#### Provided records:
+ + + + +

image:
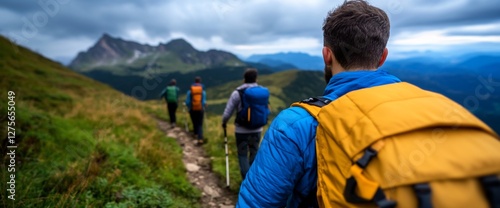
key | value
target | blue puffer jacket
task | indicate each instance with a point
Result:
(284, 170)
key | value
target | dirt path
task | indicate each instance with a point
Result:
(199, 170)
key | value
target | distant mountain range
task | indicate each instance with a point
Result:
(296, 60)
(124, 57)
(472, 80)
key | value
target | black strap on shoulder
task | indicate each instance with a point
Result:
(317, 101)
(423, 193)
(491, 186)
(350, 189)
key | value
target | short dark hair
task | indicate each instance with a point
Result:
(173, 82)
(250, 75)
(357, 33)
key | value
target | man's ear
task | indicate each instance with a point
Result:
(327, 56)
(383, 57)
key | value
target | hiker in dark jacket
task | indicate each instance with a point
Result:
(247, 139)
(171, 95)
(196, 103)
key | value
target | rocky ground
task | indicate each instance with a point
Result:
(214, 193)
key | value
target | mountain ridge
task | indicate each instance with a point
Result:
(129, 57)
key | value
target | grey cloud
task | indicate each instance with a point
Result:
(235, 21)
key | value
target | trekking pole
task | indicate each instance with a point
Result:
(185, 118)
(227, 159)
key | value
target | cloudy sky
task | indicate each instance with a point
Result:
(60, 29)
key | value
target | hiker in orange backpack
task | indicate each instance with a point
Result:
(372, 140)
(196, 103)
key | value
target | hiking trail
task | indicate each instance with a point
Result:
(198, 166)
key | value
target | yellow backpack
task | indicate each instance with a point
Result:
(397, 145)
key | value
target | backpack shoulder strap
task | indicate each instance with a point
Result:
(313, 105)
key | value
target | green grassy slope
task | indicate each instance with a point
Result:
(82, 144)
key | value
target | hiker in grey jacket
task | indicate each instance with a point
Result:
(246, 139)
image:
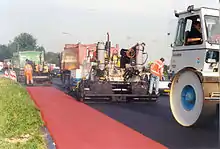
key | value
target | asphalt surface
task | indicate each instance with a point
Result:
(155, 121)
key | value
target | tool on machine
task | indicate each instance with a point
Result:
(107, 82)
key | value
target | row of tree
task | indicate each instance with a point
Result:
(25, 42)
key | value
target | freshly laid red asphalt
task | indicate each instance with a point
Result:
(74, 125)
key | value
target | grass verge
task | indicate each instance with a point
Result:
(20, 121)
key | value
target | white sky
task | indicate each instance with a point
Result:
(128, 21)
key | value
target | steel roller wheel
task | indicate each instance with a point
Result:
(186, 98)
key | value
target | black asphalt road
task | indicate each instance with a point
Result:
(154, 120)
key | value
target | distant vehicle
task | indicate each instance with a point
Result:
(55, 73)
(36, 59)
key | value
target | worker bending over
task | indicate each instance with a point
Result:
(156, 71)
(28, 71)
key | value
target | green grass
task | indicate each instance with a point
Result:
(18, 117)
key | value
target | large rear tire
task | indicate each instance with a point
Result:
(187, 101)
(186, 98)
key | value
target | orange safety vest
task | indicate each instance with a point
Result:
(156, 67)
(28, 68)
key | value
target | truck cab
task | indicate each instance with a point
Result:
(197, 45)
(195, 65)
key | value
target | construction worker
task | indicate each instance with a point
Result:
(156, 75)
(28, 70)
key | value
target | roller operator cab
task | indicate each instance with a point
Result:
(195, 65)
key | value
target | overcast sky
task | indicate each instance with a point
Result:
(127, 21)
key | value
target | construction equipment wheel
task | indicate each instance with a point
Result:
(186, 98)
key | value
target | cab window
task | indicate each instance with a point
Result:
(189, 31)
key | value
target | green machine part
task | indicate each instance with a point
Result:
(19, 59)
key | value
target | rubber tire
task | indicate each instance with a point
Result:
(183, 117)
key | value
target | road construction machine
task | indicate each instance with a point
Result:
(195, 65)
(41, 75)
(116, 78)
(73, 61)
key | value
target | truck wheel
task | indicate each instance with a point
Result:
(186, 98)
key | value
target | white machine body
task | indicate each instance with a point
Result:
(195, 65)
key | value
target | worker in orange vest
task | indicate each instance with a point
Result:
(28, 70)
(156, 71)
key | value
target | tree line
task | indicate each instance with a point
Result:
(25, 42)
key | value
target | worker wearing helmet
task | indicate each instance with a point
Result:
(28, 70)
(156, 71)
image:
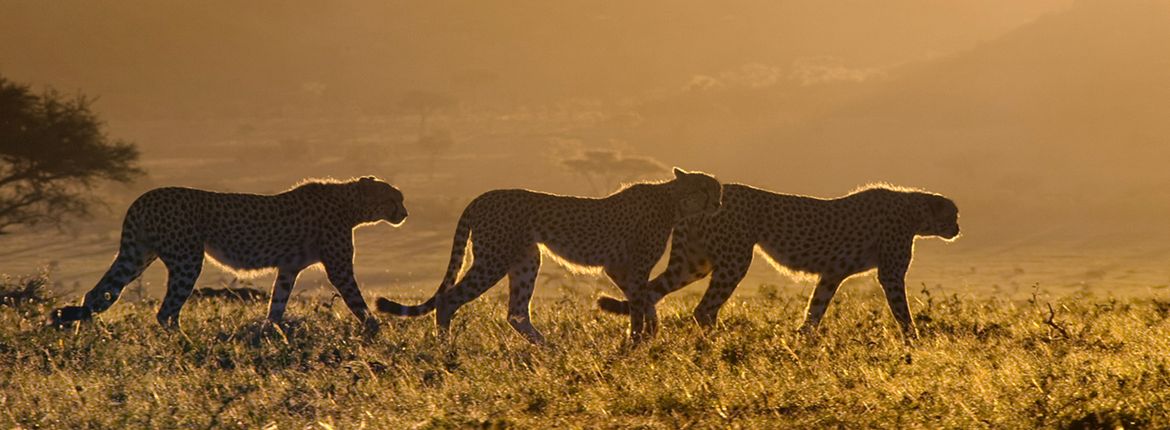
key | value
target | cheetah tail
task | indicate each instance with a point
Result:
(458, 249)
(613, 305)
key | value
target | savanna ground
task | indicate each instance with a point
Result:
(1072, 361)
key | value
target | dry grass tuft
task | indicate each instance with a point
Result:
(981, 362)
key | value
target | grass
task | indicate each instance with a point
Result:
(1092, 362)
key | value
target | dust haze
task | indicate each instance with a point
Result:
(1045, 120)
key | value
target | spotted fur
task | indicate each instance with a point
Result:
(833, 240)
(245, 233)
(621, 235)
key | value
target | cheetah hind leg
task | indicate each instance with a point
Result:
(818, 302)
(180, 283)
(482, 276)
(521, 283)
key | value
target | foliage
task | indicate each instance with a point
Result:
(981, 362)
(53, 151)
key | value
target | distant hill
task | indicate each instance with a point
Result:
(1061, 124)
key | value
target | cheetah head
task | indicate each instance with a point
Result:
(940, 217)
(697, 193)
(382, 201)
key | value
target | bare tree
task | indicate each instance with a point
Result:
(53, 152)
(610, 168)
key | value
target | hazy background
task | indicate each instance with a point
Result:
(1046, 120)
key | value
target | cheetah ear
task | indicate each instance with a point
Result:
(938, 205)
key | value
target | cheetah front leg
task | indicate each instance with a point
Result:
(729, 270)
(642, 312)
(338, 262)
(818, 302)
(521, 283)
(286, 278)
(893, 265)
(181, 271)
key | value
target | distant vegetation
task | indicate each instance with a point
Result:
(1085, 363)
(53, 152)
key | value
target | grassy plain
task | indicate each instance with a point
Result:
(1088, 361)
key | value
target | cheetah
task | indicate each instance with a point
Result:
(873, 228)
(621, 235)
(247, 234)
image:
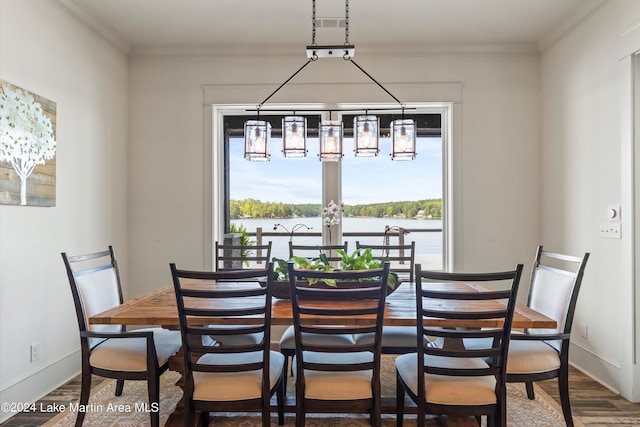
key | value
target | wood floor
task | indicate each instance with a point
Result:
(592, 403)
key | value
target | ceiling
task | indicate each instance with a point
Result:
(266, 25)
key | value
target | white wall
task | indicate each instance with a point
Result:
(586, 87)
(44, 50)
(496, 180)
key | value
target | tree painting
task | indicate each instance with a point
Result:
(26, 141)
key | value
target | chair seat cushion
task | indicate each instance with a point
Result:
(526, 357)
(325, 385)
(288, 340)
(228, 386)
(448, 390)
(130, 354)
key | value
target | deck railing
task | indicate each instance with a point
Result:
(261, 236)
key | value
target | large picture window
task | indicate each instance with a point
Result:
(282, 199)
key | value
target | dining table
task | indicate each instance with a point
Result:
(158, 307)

+ + + + +

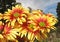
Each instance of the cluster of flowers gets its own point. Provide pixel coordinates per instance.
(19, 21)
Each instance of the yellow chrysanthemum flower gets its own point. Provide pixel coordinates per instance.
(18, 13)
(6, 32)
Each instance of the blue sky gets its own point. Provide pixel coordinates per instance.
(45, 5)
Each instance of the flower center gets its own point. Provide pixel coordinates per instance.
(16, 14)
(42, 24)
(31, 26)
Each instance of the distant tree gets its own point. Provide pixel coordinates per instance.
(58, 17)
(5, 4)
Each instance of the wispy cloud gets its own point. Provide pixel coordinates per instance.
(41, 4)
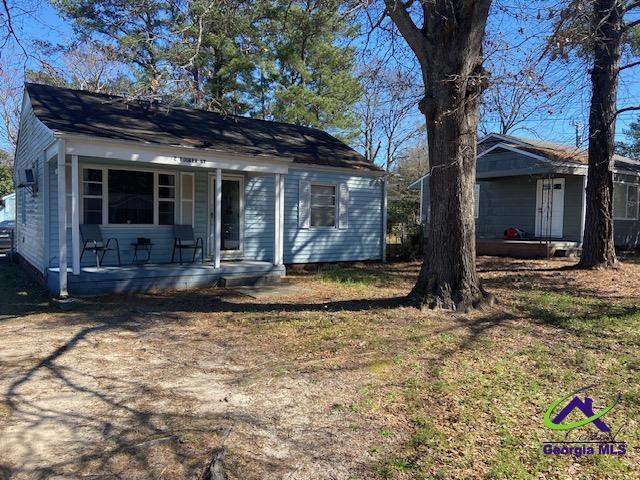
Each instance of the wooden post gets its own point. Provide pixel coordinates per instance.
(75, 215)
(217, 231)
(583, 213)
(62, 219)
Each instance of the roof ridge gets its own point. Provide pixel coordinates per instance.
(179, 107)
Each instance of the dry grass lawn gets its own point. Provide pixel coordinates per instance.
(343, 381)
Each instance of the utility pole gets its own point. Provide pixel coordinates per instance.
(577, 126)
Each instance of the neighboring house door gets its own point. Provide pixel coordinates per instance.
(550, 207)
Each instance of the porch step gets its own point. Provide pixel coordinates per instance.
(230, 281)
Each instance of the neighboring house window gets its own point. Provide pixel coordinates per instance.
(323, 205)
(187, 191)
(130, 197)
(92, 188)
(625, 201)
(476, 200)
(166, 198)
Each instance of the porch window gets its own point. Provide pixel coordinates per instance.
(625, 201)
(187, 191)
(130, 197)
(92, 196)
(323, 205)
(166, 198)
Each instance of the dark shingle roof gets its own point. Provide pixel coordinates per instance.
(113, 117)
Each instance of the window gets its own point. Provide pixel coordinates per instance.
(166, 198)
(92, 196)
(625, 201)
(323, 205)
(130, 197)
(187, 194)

+ + + + +

#### Goal of the exercise:
State, as a number only, how many lines in the entries include "grey".

#### Response for this exercise:
2